**GOAL OF THE EXERCISE**
Restate the listing below word for word, omitting any images.

**PROVIDED RECORDS**
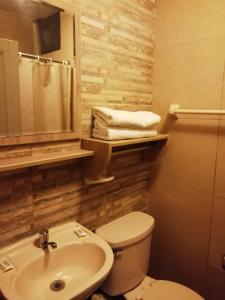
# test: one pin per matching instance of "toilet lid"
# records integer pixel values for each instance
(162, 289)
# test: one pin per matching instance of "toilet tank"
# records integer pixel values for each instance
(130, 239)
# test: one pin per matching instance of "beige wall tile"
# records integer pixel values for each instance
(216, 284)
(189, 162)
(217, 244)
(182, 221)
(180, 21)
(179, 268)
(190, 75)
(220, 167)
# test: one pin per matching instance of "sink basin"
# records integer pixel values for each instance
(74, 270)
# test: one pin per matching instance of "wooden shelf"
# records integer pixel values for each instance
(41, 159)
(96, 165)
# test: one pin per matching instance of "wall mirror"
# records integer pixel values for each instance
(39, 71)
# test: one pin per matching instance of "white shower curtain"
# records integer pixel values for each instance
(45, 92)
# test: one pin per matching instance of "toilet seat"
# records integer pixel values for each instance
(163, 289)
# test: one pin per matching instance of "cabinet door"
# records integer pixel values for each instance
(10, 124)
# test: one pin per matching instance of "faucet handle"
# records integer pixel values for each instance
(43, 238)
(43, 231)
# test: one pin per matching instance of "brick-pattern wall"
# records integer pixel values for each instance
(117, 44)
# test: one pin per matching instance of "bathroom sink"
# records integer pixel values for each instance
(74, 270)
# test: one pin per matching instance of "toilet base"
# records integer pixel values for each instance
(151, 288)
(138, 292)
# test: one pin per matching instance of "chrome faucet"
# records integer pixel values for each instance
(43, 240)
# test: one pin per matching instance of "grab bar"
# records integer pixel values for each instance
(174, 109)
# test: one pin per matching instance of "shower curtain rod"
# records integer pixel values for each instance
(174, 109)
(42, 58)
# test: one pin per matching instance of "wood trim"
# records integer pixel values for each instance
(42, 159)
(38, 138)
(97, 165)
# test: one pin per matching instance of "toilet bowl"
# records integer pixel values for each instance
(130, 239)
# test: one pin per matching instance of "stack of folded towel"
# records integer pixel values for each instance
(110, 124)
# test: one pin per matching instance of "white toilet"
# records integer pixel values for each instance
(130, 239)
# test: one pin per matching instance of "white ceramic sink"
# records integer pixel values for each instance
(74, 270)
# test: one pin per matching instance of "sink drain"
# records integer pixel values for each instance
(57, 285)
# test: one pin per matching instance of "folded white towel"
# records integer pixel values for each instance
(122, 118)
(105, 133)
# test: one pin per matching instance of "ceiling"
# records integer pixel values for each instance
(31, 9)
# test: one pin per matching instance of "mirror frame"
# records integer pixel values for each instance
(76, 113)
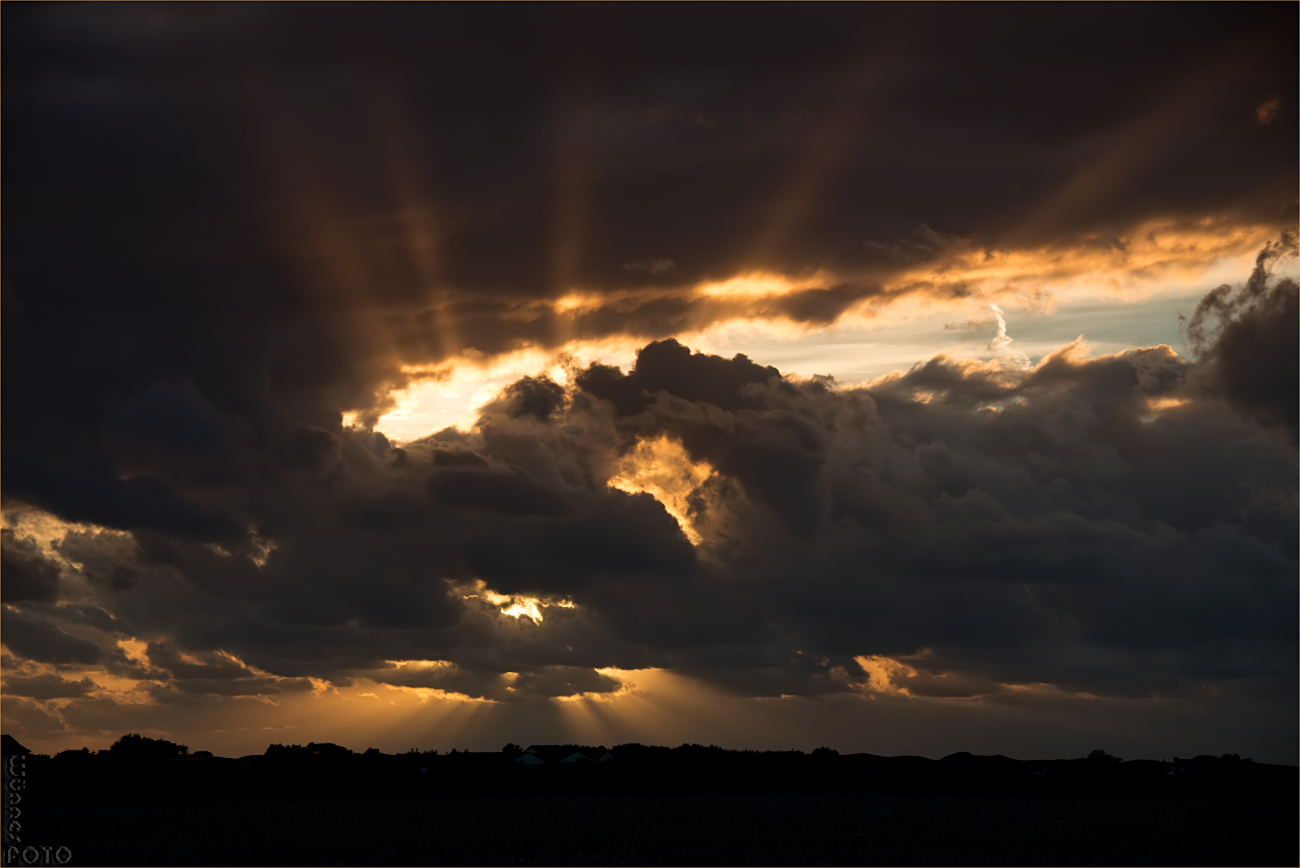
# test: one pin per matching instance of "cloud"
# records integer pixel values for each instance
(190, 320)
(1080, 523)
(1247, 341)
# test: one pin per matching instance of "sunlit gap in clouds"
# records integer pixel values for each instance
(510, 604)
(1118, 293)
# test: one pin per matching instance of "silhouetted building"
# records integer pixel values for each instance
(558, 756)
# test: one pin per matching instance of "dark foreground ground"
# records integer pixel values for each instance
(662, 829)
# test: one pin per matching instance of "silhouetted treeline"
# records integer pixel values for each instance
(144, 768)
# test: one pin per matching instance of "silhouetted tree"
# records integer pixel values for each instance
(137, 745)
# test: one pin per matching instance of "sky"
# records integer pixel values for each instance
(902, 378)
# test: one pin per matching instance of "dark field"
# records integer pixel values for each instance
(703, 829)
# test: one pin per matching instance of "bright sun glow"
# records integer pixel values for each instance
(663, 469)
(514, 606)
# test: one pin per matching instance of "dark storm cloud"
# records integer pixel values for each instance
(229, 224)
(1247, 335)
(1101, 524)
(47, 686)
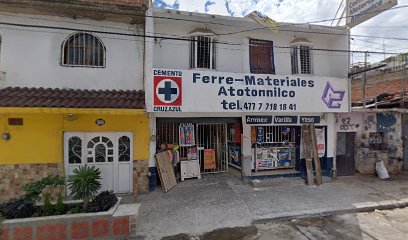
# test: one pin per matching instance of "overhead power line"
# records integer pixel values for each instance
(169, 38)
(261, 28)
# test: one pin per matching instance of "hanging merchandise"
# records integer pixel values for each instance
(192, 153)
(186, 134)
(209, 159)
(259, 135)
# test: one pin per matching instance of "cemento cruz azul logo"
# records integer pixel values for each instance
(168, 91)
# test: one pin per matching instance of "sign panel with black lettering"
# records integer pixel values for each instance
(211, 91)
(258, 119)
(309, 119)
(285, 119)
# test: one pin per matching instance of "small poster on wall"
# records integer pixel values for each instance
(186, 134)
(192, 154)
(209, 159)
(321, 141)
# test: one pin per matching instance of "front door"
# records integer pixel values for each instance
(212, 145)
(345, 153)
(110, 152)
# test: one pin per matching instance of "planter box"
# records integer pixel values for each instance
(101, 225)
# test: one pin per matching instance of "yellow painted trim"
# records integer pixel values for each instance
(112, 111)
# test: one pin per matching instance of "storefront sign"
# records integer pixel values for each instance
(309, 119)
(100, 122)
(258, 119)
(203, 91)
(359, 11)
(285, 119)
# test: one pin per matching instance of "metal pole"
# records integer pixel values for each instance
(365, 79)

**RESPONSE**
# test: one pin per matching instance of "toilet lid"
# records integer pixel values for each instance
(162, 289)
# test: one pin per matching instance of "toilet tank"
# records integer pixel values for each instance
(130, 239)
# test: one pin per matching instance of "beige wall tile"
# records integer pixel values for each instance
(216, 284)
(189, 162)
(217, 244)
(182, 221)
(180, 21)
(179, 268)
(190, 75)
(220, 167)
# test: one pin per matching instance of "sink basin"
# records integer pixel values for each instance
(74, 270)
# test: one pin per matching instance of "wooden shelf"
# records integer pixel values for each instance
(41, 159)
(96, 165)
# test: one pin per matching instance of "wall mirror"
# records integer pixel values for each instance
(39, 71)
# test: one pin per matching instance of "white shower curtain"
# records integer pixel values for each instance
(45, 92)
# test: one pin per matching instance of "toilet seat"
# records integer pixel values for each instance
(163, 289)
# test: one pin per matching instance of "cabinet door"
# records integer pixel values for each instance
(10, 124)
# test: one pin per matching instance of "faucet handle"
# records integer pixel values for each instance
(43, 238)
(43, 231)
# test: one pin per matching instance of "brick-pattern wall"
# records integer pixel values for each instance
(117, 44)
# test: one pin per matching instance of "bathroom sink"
# records integer pixel values for each instance
(74, 270)
# test: one pin per matching instance of "toilet base"
# records integer pixel values for each instance
(151, 288)
(138, 292)
# test: one pin per matching instance of "chrome faucet"
# records integer pixel values for each instance
(43, 240)
# test: one pin per matching instance of "grab bar"
# records integer pixel values for each instance
(174, 109)
# test: one pin per matching instance of "shower curtain rod"
# records integer pixel values for each instance
(174, 109)
(42, 58)
# test: one pin per matching instance of "wood trim"
# records integer pixel values for each instance
(42, 159)
(38, 138)
(97, 165)
# test: one pin per matching instance of "toilet bowl"
# records integer pixel values for each instance
(130, 239)
# test: one pin per matching instance of "stack of folded towel"
# records integer pixel values for each instance
(110, 124)
# test: one pin per matching instance of "white toilet"
# records integer pixel values for each instance
(130, 239)
# test: one pin per matching instance of "white ceramic sink"
# records integer pixel values for each instance
(74, 270)
# test: one pin per matching instance of "sink drain"
# records integer pixel values for each instance
(57, 285)
# test: one pin per matching instance of "folded white towel"
# records integer pixel values for each instance
(122, 118)
(105, 133)
# test: one pin per matching instance of "ceiling"
# records integer pixel values for each instance
(31, 9)
# test: one pin per matching instance of "mirror frame"
# records integer pixel values for each instance
(76, 113)
# test: one pin per matching instance of "cloud"
# records integer pixel values for each instance
(190, 320)
(1080, 523)
(1247, 341)
# test: one pin per matching instance of "sunlit gap in clouds"
# records integer pixel values for each instance
(510, 604)
(1118, 293)
# test: one pin per matching instance of "silhouetted building"
# records integer pixel values for each instance
(558, 756)
# test: one pin per matching instance of "dark foreground ground"
# records integer pixel values for each instance
(662, 829)
# test: one pin per matching instance of "silhouetted treeline"
# records integer pixel values for each instance
(144, 768)
# test: one pin per matching instance of "silhouetted tree"
# records integer pixel values for each instance
(137, 745)
# test: one pin per matching instance of "sky"
# records integer pixel values for each instance
(902, 378)
# test: one pin per matching instance of "dark field"
# records integer pixel values for each instance
(703, 829)
# test: one pin per matching instance of "bright sun glow"
# records integer pixel values for each instance
(663, 469)
(514, 606)
# test: one pin per matching instance of "dark storm cloud"
# records integer pixel values for each instance
(229, 224)
(1247, 335)
(1101, 524)
(47, 686)
# test: one pin per matching instance of "overhead power line"
# records integer pixel values for each instance
(169, 38)
(261, 28)
# test: one pin per matching instance of "hanging merchandise"
# records integer pixel values for each instance
(192, 153)
(186, 134)
(209, 159)
(259, 135)
# test: one pin per matching instance of "cemento cruz azul logo"
# records integer pixel values for each instance
(168, 91)
# test: one pin per matching instance of "sign panel with black lettering"
# records integer pixel values for each instance
(211, 91)
(258, 119)
(309, 119)
(285, 119)
# test: one pin per matching instance of "small poster on wall"
# records integer pixel values for each instance
(186, 134)
(192, 154)
(209, 159)
(321, 141)
# test: one pin per matching instance of "front door"
# records integer pixel values for each instance
(212, 145)
(345, 153)
(110, 152)
# test: one pin per matching instance of "planter box"
# records integer pixel values for each instance
(101, 225)
# test: one pin per matching instance of "yellow painted trim"
# records integer pixel values for each instance
(112, 111)
# test: one pin per matching instance of "storefront sign"
# records integer pixel values for each instance
(309, 119)
(100, 122)
(258, 119)
(203, 91)
(359, 11)
(285, 119)
# test: one pin per matching instance of "metal pole"
# records integer pixel values for each instance
(365, 79)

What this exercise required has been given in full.